#### Given passage

* Start *

Spirit

I can’t believe that it’s that time again. I know I’ve been quite busy this year, but that still doesn’t explain why, as I get older, Christmas becomes less and less of an eagerly awaited day.

Don’t get me wrong; I enjoy the festive season (wild, all-consuming hordes of shoppers aside), and I definitely sync with the whole “peace and goodwill to all” vibe that the holidays bring. Any day that gets us a-lovin’ each other is a good day to me. But where did my Christmas spirit go?

A Chinese-Canadian Christmas

When I was a kid, we used to almost explode from pre-Christmas excitement. My family has always celebrated a straight up, religion-free Christmas: artifical tree, turkey in the oven, family gatherings, and lots of photographs were the annual touchstones of the season. We’d hang fake-fur stockings by the front door mantle (my oldest brother Chris somehow getting the biggest one), and my dad would blast the excruciatingly saccharine A James Last Christmas over and over again until cotton candy popped out of my ears.

My mom would slowly add to a burgeoning pile of wrapped presents under our Eaton’s special Christmas tree, until the anticipation of the 25th was almost too much to bear. I think my younger sister and I, being much younger than my older brothers, would start shimmying with excitement around the 14th or so. Our vibrations would get increasingly kinetic until Christmas Eve, where we would be almost humming with eagerness.

Where coal starts to appear everywhere

Of course, looking back I realize that a large portion of my “holiday spirit” was actually just the anticipation of wildly rending wrapping paper (and that truly was it; I seem to remember my parents wrapping a few extra boxes with nothing in them just to appease our insatiable urge to unwrap things). As I got older and moved away from the city, the holidays became more about reuniting with the family and the warming glow of friends and festivities.

* End *

#### Data
* Start *

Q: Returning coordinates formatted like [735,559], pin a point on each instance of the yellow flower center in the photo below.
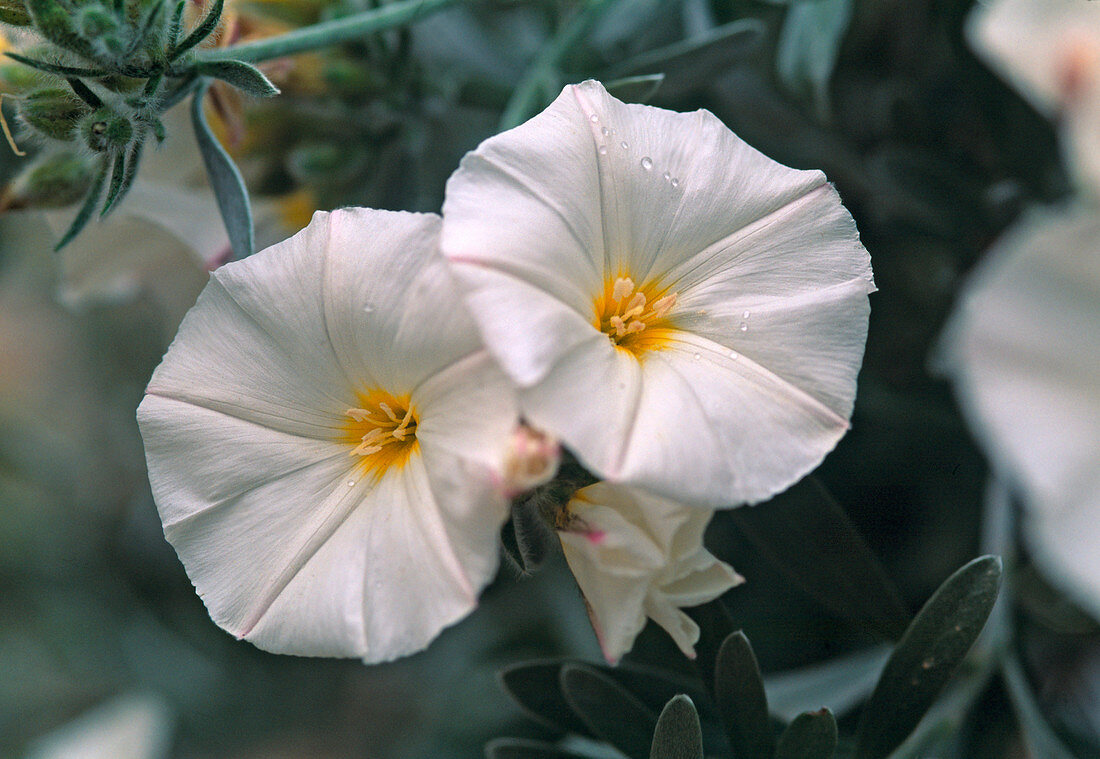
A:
[382,430]
[636,319]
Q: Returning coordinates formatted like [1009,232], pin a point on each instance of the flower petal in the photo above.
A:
[1024,351]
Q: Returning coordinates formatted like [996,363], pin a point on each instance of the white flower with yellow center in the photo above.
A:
[1049,50]
[323,437]
[1023,348]
[636,556]
[683,312]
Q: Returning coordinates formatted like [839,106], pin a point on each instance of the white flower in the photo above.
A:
[635,556]
[1049,50]
[684,314]
[322,439]
[1024,351]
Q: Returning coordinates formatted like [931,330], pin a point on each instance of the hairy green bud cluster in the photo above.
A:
[52,111]
[103,130]
[54,179]
[14,12]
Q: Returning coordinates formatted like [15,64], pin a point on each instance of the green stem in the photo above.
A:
[329,32]
[543,72]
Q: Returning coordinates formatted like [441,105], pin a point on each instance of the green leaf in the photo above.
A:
[56,68]
[678,734]
[691,62]
[608,710]
[843,683]
[121,186]
[536,688]
[1037,733]
[226,180]
[84,216]
[810,538]
[199,33]
[809,45]
[811,736]
[926,657]
[635,88]
[243,76]
[518,748]
[738,690]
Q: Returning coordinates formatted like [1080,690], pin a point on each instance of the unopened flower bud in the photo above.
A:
[531,460]
[52,111]
[14,12]
[105,129]
[54,179]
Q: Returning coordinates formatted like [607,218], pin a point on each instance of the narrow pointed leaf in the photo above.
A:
[84,216]
[678,734]
[146,26]
[926,657]
[519,748]
[56,68]
[226,180]
[738,690]
[810,538]
[116,194]
[811,736]
[636,88]
[243,76]
[608,710]
[536,688]
[201,32]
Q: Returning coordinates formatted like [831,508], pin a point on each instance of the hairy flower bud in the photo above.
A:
[52,111]
[105,130]
[54,179]
[14,12]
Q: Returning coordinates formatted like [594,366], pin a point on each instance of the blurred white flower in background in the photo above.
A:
[1023,348]
[684,314]
[325,439]
[637,556]
[1049,50]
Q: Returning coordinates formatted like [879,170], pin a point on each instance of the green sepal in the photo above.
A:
[678,734]
[243,76]
[738,691]
[926,657]
[812,735]
[201,32]
[84,216]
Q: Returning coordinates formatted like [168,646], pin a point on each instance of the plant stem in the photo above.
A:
[329,32]
[542,72]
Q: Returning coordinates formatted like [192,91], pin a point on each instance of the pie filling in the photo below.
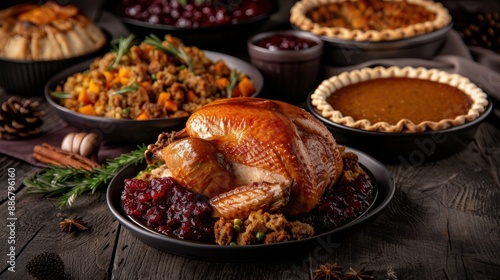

* End *

#### Instruction A
Write out the part of the Christmas essay that opens with the words containing "Where coal starts" and closes with "friends and festivities.".
#### Instruction B
In the records, change "sepal" to "calyx" in the part running from the line containing "Q: Returning coordinates formatted like [594,366], pin" through the end of the records, keeping everything else the same. Give only that part, and leave out the pictures.
The Christmas essay and the records have nothing to do with each other.

#### Right answer A
Where coal starts to appear everywhere

Of course, looking back I realize that a large portion of my “holiday spirit” was actually just the anticipation of wildly rending wrapping paper (and that truly was it; I seem to remember my parents wrapping a few extra boxes with nothing in them just to appease our insatiable urge to unwrap things). As I got older and moved away from the city, the holidays became more about reuniting with the family and the warming glow of friends and festivities.

#### Right answer B
Q: Returning coordinates formatted like [594,366], pin a point on each instance of the blurred white flower in background in the photo above.
A:
[1023,348]
[684,314]
[325,439]
[637,556]
[1049,50]
Q: Returning coordinates formatted like [879,170], pin a point on each instance of the green calyx in the photo above.
A:
[678,734]
[243,76]
[738,691]
[926,657]
[812,735]
[201,32]
[84,216]
Q: Returning coordinates formatted like [168,646], pin a point on each instance of the plant stem in the photo above.
A:
[329,32]
[542,72]
Q: Returning coordinates formatted like [192,91], pin a point on each instance of the pie filling in the photo below.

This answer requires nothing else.